(Stored records)
=== Begin Enclosure ===

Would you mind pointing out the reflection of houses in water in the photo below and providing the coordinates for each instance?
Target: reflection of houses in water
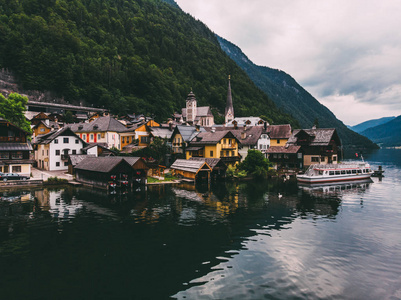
(340, 189)
(55, 203)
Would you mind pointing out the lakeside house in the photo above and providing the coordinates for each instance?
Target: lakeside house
(52, 149)
(191, 170)
(15, 149)
(215, 144)
(318, 145)
(105, 171)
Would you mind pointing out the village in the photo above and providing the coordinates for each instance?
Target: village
(100, 150)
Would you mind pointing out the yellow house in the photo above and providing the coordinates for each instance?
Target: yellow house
(142, 133)
(182, 136)
(279, 134)
(215, 144)
(104, 130)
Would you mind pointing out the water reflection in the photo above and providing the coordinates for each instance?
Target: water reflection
(176, 237)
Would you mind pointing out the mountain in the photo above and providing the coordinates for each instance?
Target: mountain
(371, 123)
(387, 134)
(141, 56)
(293, 98)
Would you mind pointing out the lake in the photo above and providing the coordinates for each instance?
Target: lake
(252, 240)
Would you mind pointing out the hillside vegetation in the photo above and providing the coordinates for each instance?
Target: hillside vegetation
(140, 56)
(371, 123)
(293, 98)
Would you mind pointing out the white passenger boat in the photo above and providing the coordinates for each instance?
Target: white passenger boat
(336, 172)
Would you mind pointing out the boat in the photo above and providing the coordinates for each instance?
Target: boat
(336, 172)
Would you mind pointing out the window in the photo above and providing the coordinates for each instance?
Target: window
(16, 169)
(16, 155)
(4, 155)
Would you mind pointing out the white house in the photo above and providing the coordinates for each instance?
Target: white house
(52, 149)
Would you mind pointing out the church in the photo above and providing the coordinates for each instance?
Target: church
(202, 115)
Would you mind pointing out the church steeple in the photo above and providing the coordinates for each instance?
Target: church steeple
(229, 113)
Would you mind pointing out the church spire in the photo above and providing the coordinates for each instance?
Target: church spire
(229, 113)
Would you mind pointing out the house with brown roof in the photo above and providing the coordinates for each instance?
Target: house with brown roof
(15, 149)
(319, 146)
(104, 129)
(191, 169)
(215, 144)
(289, 156)
(104, 171)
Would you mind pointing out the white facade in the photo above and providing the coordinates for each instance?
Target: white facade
(263, 142)
(60, 148)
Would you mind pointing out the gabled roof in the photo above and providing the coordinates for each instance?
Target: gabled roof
(187, 132)
(16, 146)
(106, 123)
(283, 149)
(164, 133)
(102, 164)
(318, 137)
(212, 162)
(201, 111)
(193, 166)
(279, 131)
(77, 158)
(252, 135)
(211, 138)
(49, 137)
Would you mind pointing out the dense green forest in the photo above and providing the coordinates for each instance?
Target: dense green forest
(293, 98)
(140, 56)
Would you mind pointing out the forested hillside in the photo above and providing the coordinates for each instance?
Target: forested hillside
(371, 123)
(140, 56)
(293, 98)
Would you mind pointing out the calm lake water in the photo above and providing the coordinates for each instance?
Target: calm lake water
(254, 240)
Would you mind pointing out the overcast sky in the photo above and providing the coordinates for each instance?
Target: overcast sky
(346, 53)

=== End Enclosure ===

TASK ITEM → Return all of the entries exactly as written, but drop any pictures they hold.

TASK SOLUTION →
Would you mind pointing out the reflection of houses in water in the photo below and providing the coordinates for each instance?
Target: reflection of houses in water
(340, 189)
(55, 203)
Would you mind pointing out the lakeside house in the photo above and providing the coordinates for each instance?
Target: lakeside house
(52, 149)
(191, 170)
(15, 149)
(215, 144)
(318, 145)
(105, 171)
Would you mind pointing out the village in the photo above and providing the coordinates for each instance?
Target: village
(100, 150)
Would you mind pointing out the yellow house in the photo above and providing the coordinates for each instance?
Target: yellow house
(142, 133)
(182, 136)
(279, 134)
(215, 144)
(104, 130)
Would you mind pointing out the water reflection in the photo above and providing the coordinates for each instance?
Target: water reflection
(176, 237)
Would you mind pointing out the mountain in the photo above and providing the coordinates for each instance?
Target: mountain
(371, 123)
(387, 134)
(141, 56)
(293, 98)
Would you mind pointing out the lake in the photo above and providing the coordinates for each instance?
Target: lake
(252, 240)
Would you mind pointing out the hillside vegetation in the photo above and providing the coordinates for each instance?
Target: hillside vegetation
(140, 56)
(371, 123)
(293, 98)
Would you mind pointing out the white passenger boat in the photo above and providing the coordinates for each instance?
Target: white passenger boat
(336, 172)
Would you mind pointing out the boat in the photo above and providing the coordinates for each instance?
Target: boat
(336, 172)
Would you mind pointing out the window in the photo above and providing the coordinates for each instance?
Target: window
(16, 169)
(16, 155)
(4, 155)
Would you mind pointing out the white house in the photo above and providing the coordinates for each instance?
Target: white house
(52, 149)
Would you mind pointing out the church in the photo above and providing the coordinates for each instance?
Target: church
(202, 115)
Would you mind pointing out the church steeple in the photo above and providing the coordinates for each instance?
Target: church steeple
(229, 113)
Would you mind pointing out the church spire in the photo above and providing the coordinates for each instance?
Target: church spire
(229, 113)
Would you mind pointing out the house with brown roof in the photo above and providing the coordinates for each instance?
Target: house with brown roof
(15, 149)
(319, 146)
(104, 129)
(191, 169)
(215, 144)
(289, 156)
(104, 171)
Would you mind pointing out the white facade in the photo above and providing the coordinates for each instance?
Target: white facade
(263, 142)
(60, 148)
Would you mind pointing out the gabled roof in the photo above and providing the coordinates for each instance?
Target: gabled roof
(187, 132)
(16, 146)
(106, 123)
(283, 149)
(164, 133)
(102, 164)
(318, 137)
(212, 162)
(201, 111)
(193, 166)
(279, 131)
(77, 158)
(252, 135)
(211, 138)
(49, 137)
Would you mind pointing out the dense green forest in the photo above and providing the coordinates for each instance?
Target: dense green forest
(293, 98)
(140, 56)
Would you mind pointing out the forested hillside in the photo above and providing the coordinates for each instance?
Target: forested hillside
(371, 123)
(140, 56)
(293, 98)
Would you mind pointing out the calm lake water in the photo above and providing the coordinates for each instance?
Target: calm lake water
(254, 240)
Would you mind pointing out the overcast sky in the photo above and providing the coordinates for each instance?
Target: overcast sky
(346, 53)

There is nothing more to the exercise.